Make an exact copy of the listing below.

— start DATASET RECORDS —

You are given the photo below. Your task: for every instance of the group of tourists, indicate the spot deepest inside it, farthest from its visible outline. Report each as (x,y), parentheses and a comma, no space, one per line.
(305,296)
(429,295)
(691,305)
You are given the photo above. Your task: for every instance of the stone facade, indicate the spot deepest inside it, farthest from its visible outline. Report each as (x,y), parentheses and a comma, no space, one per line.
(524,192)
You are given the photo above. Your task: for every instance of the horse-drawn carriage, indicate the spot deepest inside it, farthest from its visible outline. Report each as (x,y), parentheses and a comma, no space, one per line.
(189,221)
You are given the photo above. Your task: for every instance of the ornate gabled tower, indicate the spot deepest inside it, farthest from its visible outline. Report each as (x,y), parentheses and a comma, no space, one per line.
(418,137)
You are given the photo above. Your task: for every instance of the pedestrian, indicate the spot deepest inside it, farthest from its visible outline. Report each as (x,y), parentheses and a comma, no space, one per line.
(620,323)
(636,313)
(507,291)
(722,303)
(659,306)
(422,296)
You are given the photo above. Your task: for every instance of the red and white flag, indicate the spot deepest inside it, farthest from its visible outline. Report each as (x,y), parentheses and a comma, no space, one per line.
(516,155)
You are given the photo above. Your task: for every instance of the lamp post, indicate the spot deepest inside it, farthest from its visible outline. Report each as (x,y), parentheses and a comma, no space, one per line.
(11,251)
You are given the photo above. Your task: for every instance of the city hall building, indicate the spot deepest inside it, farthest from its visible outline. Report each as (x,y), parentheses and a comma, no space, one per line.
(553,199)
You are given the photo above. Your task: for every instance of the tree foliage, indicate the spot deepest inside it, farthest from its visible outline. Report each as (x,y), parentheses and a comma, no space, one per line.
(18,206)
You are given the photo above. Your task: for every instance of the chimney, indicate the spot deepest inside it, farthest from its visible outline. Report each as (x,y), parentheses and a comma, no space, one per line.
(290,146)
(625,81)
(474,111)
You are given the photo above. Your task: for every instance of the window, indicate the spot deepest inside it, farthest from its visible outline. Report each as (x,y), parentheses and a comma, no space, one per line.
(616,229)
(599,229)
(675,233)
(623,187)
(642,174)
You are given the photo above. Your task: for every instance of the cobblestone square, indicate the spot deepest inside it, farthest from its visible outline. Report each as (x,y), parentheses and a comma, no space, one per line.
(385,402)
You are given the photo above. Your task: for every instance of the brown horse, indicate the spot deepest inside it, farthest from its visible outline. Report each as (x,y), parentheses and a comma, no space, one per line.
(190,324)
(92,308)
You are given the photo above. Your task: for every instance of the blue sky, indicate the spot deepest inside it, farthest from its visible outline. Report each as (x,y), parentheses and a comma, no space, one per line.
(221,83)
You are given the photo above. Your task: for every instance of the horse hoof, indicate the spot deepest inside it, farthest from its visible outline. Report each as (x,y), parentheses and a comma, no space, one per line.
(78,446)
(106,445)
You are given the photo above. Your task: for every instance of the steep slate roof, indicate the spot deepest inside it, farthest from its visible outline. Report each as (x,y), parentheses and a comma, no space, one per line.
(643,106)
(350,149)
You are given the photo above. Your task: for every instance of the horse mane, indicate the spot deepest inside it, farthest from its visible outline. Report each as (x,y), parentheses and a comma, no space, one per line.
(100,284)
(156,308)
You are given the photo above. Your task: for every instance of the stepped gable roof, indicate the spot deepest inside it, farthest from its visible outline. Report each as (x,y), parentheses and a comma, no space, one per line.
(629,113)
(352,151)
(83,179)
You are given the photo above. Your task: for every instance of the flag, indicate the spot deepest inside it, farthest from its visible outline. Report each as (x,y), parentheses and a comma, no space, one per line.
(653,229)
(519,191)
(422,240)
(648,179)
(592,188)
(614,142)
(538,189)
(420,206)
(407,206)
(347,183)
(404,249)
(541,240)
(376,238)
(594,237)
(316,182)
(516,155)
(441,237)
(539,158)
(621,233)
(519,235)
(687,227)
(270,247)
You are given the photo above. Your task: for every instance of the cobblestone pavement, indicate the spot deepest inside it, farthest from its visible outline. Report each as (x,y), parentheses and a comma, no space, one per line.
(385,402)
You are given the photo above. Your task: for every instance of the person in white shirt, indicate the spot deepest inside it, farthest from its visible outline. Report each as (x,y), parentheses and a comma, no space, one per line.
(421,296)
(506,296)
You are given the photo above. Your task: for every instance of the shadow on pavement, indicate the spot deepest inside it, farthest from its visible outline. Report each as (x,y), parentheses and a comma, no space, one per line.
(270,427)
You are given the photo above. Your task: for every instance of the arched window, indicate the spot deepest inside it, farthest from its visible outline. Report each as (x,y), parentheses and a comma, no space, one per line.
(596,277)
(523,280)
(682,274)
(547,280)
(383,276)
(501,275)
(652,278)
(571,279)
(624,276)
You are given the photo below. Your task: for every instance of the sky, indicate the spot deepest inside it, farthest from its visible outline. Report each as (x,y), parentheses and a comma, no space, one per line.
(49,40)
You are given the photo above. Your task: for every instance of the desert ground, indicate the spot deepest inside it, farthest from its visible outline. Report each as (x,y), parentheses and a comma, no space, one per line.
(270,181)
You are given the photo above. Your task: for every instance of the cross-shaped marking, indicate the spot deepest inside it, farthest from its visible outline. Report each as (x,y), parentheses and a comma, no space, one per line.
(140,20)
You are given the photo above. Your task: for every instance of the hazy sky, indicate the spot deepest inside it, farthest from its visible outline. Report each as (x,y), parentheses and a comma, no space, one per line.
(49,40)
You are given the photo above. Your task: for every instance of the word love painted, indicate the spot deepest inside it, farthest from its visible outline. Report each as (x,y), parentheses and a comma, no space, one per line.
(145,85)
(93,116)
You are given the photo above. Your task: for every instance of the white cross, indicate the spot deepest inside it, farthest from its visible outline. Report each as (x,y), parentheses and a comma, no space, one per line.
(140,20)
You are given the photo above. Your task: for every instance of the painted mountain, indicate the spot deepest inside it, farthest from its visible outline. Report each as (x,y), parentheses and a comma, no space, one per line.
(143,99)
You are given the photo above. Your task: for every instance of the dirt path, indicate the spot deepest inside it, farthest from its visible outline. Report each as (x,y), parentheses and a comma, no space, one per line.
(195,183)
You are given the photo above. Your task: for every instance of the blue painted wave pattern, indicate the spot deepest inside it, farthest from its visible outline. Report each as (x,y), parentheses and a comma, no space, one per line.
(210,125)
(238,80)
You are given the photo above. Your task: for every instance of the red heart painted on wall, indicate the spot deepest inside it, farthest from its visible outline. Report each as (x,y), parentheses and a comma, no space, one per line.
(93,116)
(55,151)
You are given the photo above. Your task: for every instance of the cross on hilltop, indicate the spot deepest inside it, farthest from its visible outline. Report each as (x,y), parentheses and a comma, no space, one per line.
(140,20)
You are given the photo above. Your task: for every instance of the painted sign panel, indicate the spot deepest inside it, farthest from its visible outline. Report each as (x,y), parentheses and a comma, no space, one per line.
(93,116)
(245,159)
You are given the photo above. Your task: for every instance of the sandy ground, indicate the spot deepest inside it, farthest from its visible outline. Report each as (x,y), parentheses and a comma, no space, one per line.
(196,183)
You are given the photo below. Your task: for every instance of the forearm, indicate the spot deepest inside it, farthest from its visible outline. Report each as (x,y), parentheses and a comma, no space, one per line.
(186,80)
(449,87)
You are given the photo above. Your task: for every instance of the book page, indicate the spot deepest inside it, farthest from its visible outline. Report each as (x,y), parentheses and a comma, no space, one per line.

— end DATASET RECORDS —

### RESULT FOR THIS EXERCISE:
You are given the photo below. Your task: for every instance of the group of tourists, indicate the spot deepest inside it, farthest from its visible outline. Report each as (x,y), parentheses and a comma, no space, one per line.
(305,296)
(429,295)
(691,305)
You are given the photo above. Your task: for every instance of the stone facade, indicate the spot deepest inside it, farthest from its visible outline. Report each as (x,y), parentheses and a comma, no space, one per line.
(524,192)
You are given the photo above. Your task: for every instance of the horse-drawn carriage, indicate the spot deepest inside it, farthest from its visible outline. Report each as (x,y), parentheses and a comma, no space, one per line.
(189,221)
You are given the photo above. Your task: for every instance of the ornate gabled tower, indicate the spot deepest inside it, farthest from its visible outline. Report each as (x,y), parentheses and a comma, no space, one per line.
(418,137)
You are given the photo above. Your task: for every instance of the pedestrian, indicate the spot deepest inside it, farthest from its visible outline. Report each as (x,y), parentheses and a comma, no space, one per line.
(620,323)
(636,313)
(507,291)
(722,303)
(659,306)
(422,296)
You are given the photo above. Your task: for every instance of the red and white flag, indicate the spot deepest inside it, farthest from its visible outline. Report each as (x,y), parentheses and a comma, no space, one per line.
(516,155)
You are given the photo above. Your task: for every instance of the lamp post, indicate the spot deepest inside it, farthest from its visible outline. Report each as (x,y), parentheses and a comma, no space, one per line.
(11,251)
You are given the photo above. Your task: for every instance of the city hall building, indicate the spot deepest inside it, farthest from its visible outline. Report each as (x,y), parentheses and a comma, no space, one per line.
(553,199)
You are given the photo above. Your task: for every instance of the tree foliage, indicate the spot deepest inside it, farthest from its visible outline. Report each as (x,y), parentheses and a comma, no space, one per line.
(18,206)
You are given the photo above. Your task: for every instance of the chimney, indicate the spot deepest inside it, farthest from its visible outline. Report each as (x,y), parentheses and a comma, no space, one per line.
(290,146)
(625,81)
(474,111)
You are given the photo above. Your task: for every instance of the window, indicate the spot deepest inside it, farthest from its visible outline. Report each as (x,y), parentheses and a comma, no space, one per line.
(616,229)
(599,229)
(675,233)
(623,187)
(642,174)
You are given the photo above. Your task: for every instance of the cobblestone square, indicate the spot deepest inside it, farthest from its visible outline. Report each as (x,y), parentheses and a comma, no space, one per line.
(385,402)
You are given the photo above. Your task: for every instance of the brown horse, indicate the spot deepest inside it, farthest from its visible outline. Report each as (x,y), parentheses and a comma, no space, one per line.
(190,324)
(92,308)
You are given the photo above. Your task: for every instance of the blue sky, indicate the spot deepest inside it, farthest from its visible outline. Report each as (x,y), parentheses and a comma, no space, one per line.
(221,83)
You are given the photo above. Your task: for every instance of the horse hoof, indicate the spot deepest inside it, farthest from its visible outline. Report each as (x,y), parentheses and a comma, no space, one per line.
(78,446)
(106,445)
You are given the photo above. Your task: for every instance of the steep slate roof, indicate the spot deepest inside it, farthest from its visible outline. Report each as (x,y), parentheses and a comma, no space, one per line.
(643,106)
(350,149)
You are given the photo above. Your task: for every instance of the horse mane, indicate the spot deepest inside it, farthest from its visible outline. Report each as (x,y), parentheses and a comma, no space, one per line.
(100,284)
(156,308)
You are given the photo above. Your task: for every instance of the stepped gable roof, indicate the spot deepest inside it, farthest from its visible outline. Report each as (x,y), parentheses and a comma, no space, one per line.
(629,113)
(352,151)
(83,179)
You are given the photo above. Your task: for every instance of the flag, indicate the spot deepest inside it, farthest from its visible outline. Report each as (x,y), parentheses and a comma, no space, one per line.
(653,229)
(519,191)
(422,240)
(648,179)
(592,188)
(614,142)
(538,189)
(420,206)
(407,206)
(347,183)
(404,249)
(541,240)
(376,238)
(594,237)
(316,182)
(516,155)
(441,237)
(539,158)
(621,233)
(519,235)
(687,227)
(270,247)
You are given the photo above. Your task: for every instance of the cobblestone pavement, indicate the spot deepest inside it, farthest from its visible outline. Report each as (x,y), parentheses and a comma, no space, one per line.
(385,402)
You are given the photo above. Your task: for every instance of the person in white shirt, indicate the spot deepest inside it, farthest from its visible outline. Report each as (x,y), parentheses and a comma, no space, one per line.
(421,296)
(506,296)
You are given the photo above. Your task: for every instance of the shadow on pavement, indicate the spot deepest inside it, farthest from its visible outline. Report each as (x,y), parentheses and a comma, no space, one per line.
(270,427)
You are given the photo above. Your task: for every instance of the arched window, indicate the spot deepest inside it, farthest from its visible outline. Report each as (x,y), parentheses and a comma, no space, one per line.
(596,277)
(523,280)
(682,274)
(547,280)
(383,276)
(501,275)
(652,278)
(571,279)
(624,276)
You are given the photo below. Your task: for every instance of the sky, indicate the spot deepest inside it, farthest from its visible outline. Report each as (x,y), parentheses and a comma, no space, one per line.
(49,40)
You are given the photo above. Your task: for every instance of the desert ground, indicate the spot deepest inside it, farthest from its visible outline. Report each as (x,y), parentheses and a comma, no space, one per line.
(270,181)
You are given the photo above. Your task: for every instance of the cross-shaped marking, indicate the spot deepest inside it, farthest from its visible outline. Report each as (x,y), parentheses and a comma, no space, one per line.
(140,20)
You are given the photo above. Your task: for every instance of the hazy sky, indicate the spot deepest inside it, farthest from its visible outline. Report each as (x,y), parentheses and a comma, no space, one per line.
(49,40)
You are given the photo above. Your task: for every instance of the word love painted, indicate the spot deepest inside it, farthest from its visible outline. Report each as (x,y), parentheses and a comma, no space, one per line.
(145,85)
(93,116)
You are given the photo above. Your task: for every instance of the white cross, indicate the spot deepest inside it, farthest from its visible outline. Report each as (x,y), parentheses and a comma, no space, one per line.
(140,20)
You are given the photo above. Your task: for every instance of the painted mountain, indicate the spot deepest inside it, farthest from its visible outline. Report each as (x,y), parentheses and a comma, no space, one per line.
(143,99)
You are given the photo above. Your task: for every instance of the dirt path, indicate the spot deepest inside it, farthest from its visible outline. Report each as (x,y), parentheses and a comma, no space, one per line.
(195,183)
You are given the photo above. Your task: for every instance of the blue painted wave pattern, indicate the spot deepest inside it, farthest from its visible outline. Report each as (x,y), parentheses and a comma, no space, one per line.
(210,125)
(238,80)
You are given the photo above. Your task: for every instance of the red heart painted on wall, indicate the spot deepest inside it, farthest from its visible outline. Report each as (x,y), parentheses and a comma, no space, one per line.
(93,116)
(55,151)
You are given the photo above. Your task: for every instance of the cross on hilltop, indicate the spot deepest inside it, farthest from its visible outline. Report each as (x,y), parentheses and a comma, no space, one per line.
(140,20)
You are given the photo above. Your task: for every instance of the painted sign panel, indicate the spot deepest inside it, farthest from its visible outline. Report each as (x,y), parentheses and a comma, no space, one per line.
(93,116)
(245,159)
You are given the photo above. Your task: for every instance of the sandy ground, indicate the spot deepest inside it, farthest from its visible outline. Report each as (x,y), parentheses and a comma, no space, one per line.
(196,183)
You are given the photo below. Your task: for every instance of the forearm, indicate the spot deepest inside it, farthest from its visible outline. Report each as (x,y), parentheses and a comma, no space, one per line.
(186,80)
(449,87)
You are given the photo above. Your task: for every instance of the book page, indicate the spot deepest inside it, farthest from its visible outline. Report each as (x,y), parentheses and a comma, no space, one per line.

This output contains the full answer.